Aim of the exercise
Return every line below that contains the string "tree". Case counts.

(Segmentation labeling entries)
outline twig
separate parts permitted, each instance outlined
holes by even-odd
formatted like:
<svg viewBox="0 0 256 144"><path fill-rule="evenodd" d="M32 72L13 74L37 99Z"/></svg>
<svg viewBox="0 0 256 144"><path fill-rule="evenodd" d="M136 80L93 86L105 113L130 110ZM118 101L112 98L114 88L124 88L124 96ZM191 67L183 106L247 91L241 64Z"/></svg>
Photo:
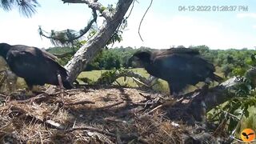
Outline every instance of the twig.
<svg viewBox="0 0 256 144"><path fill-rule="evenodd" d="M102 107L100 107L98 108L98 110L104 110L104 109L108 109L108 108L110 108L110 107L113 107L113 106L118 106L118 105L120 105L122 103L123 103L124 102L118 102L117 103L114 103L112 105L109 105L109 106L102 106Z"/></svg>
<svg viewBox="0 0 256 144"><path fill-rule="evenodd" d="M7 95L4 95L4 94L0 94L0 97L2 97L2 98L7 98L8 96L7 96Z"/></svg>
<svg viewBox="0 0 256 144"><path fill-rule="evenodd" d="M141 85L143 85L143 86L146 86L146 87L150 87L150 86L149 86L148 85L146 85L146 83L144 83L144 82L139 81L138 79L135 78L134 77L133 77L133 79L134 79L134 81L136 82L136 83L138 82L138 83L139 83L139 84L141 84ZM137 83L137 84L138 84L138 83Z"/></svg>
<svg viewBox="0 0 256 144"><path fill-rule="evenodd" d="M66 106L73 106L73 105L83 105L83 104L95 104L94 102L91 101L80 101L80 102L70 102L70 103L66 103Z"/></svg>
<svg viewBox="0 0 256 144"><path fill-rule="evenodd" d="M110 133L102 130L99 130L94 127L90 127L90 126L81 126L81 127L74 127L74 128L70 128L69 130L65 130L65 133L70 133L72 131L75 131L75 130L93 130L93 131L96 131L98 133L100 134L103 134L108 136L111 136L111 137L114 137L116 138L116 134L113 134L113 133Z"/></svg>
<svg viewBox="0 0 256 144"><path fill-rule="evenodd" d="M141 36L141 34L140 34L139 30L141 30L141 26L142 26L142 21L143 21L143 19L144 19L144 17L146 16L146 14L147 13L147 11L150 10L150 6L151 6L151 5L152 5L152 2L153 2L153 0L151 0L150 6L147 7L147 9L146 9L146 12L144 13L144 15L143 15L141 22L139 22L139 26L138 26L138 32L139 38L141 38L141 40L142 40L142 42L143 42L143 39L142 39L142 36Z"/></svg>
<svg viewBox="0 0 256 144"><path fill-rule="evenodd" d="M180 98L178 100L176 100L176 99L168 99L166 100L166 102L165 102L164 103L158 106L157 107L154 108L153 110L151 110L150 111L149 111L147 114L151 114L153 113L154 111L162 108L162 107L164 107L164 106L172 106L174 105L175 105L176 103L178 102L181 102L182 101L183 101L183 98Z"/></svg>

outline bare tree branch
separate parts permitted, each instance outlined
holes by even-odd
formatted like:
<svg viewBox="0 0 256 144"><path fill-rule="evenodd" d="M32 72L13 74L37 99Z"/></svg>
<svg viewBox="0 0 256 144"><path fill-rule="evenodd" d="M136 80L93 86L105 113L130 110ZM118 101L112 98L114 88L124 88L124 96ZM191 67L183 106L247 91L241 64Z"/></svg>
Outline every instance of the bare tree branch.
<svg viewBox="0 0 256 144"><path fill-rule="evenodd" d="M96 10L94 9L93 9L92 11L93 11L93 16L94 16L93 19L90 21L88 25L83 30L80 30L80 34L78 35L75 35L74 34L71 33L70 30L67 30L66 32L63 32L66 35L66 38L65 37L66 39L63 39L62 37L60 38L60 37L58 37L58 34L56 35L53 33L51 34L50 36L48 36L43 33L43 30L42 30L41 26L39 26L39 29L38 29L39 34L41 36L43 36L45 38L51 39L51 42L54 45L56 45L56 43L58 43L58 42L61 42L62 44L63 44L62 42L74 44L74 40L77 40L77 39L82 38L84 34L86 34L90 30L94 22L97 22Z"/></svg>
<svg viewBox="0 0 256 144"><path fill-rule="evenodd" d="M82 46L66 65L69 79L74 82L86 65L104 48L112 34L122 22L133 0L119 0L113 15L106 19L99 30Z"/></svg>
<svg viewBox="0 0 256 144"><path fill-rule="evenodd" d="M98 10L106 19L110 18L111 16L107 12L108 10L105 10L105 6L95 0L62 0L62 2L64 3L85 3L88 5L90 8Z"/></svg>

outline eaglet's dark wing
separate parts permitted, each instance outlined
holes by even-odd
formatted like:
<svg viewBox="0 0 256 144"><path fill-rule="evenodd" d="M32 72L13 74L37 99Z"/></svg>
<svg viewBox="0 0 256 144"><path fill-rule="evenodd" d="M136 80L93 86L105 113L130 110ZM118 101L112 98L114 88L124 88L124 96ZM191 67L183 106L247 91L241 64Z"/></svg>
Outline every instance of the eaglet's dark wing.
<svg viewBox="0 0 256 144"><path fill-rule="evenodd" d="M53 55L38 48L17 46L9 50L6 60L18 76L36 84L55 84L57 72L67 75L66 70L54 61Z"/></svg>

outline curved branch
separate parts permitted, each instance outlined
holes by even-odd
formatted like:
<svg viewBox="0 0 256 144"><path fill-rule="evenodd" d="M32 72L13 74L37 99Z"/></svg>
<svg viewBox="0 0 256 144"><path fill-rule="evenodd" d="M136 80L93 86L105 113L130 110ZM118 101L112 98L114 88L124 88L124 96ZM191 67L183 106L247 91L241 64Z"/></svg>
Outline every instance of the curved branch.
<svg viewBox="0 0 256 144"><path fill-rule="evenodd" d="M107 11L105 10L105 6L99 2L97 2L97 0L62 0L63 3L85 3L88 5L88 6L93 10L98 10L102 17L106 19L109 19L111 17Z"/></svg>
<svg viewBox="0 0 256 144"><path fill-rule="evenodd" d="M41 36L43 36L45 38L51 39L53 41L52 43L54 44L54 45L56 45L56 43L58 43L58 42L55 42L56 41L58 41L58 42L63 42L64 41L64 42L66 42L67 43L72 43L73 44L74 40L77 40L77 39L80 38L81 37L82 37L84 34L86 34L90 30L90 29L92 27L94 22L97 22L97 13L96 13L96 10L94 9L93 9L92 11L93 11L93 16L94 16L93 19L90 20L90 22L88 23L88 25L83 30L80 30L80 34L78 35L75 36L74 34L70 32L69 30L67 30L67 32L66 33L67 39L66 39L66 40L63 39L63 38L59 38L58 36L55 36L55 35L47 36L46 34L45 34L43 33L43 30L42 30L41 26L39 26L39 29L38 29L39 34ZM65 32L63 32L63 33L65 33Z"/></svg>

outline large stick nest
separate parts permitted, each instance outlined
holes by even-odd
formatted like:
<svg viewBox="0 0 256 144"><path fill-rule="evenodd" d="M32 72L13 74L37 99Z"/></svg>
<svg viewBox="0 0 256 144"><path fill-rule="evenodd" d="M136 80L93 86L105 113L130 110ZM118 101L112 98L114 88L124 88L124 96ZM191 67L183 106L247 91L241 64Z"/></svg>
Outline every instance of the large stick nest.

Solution to this exercise
outline bare tree branch
Outline every instance of the bare tree branch.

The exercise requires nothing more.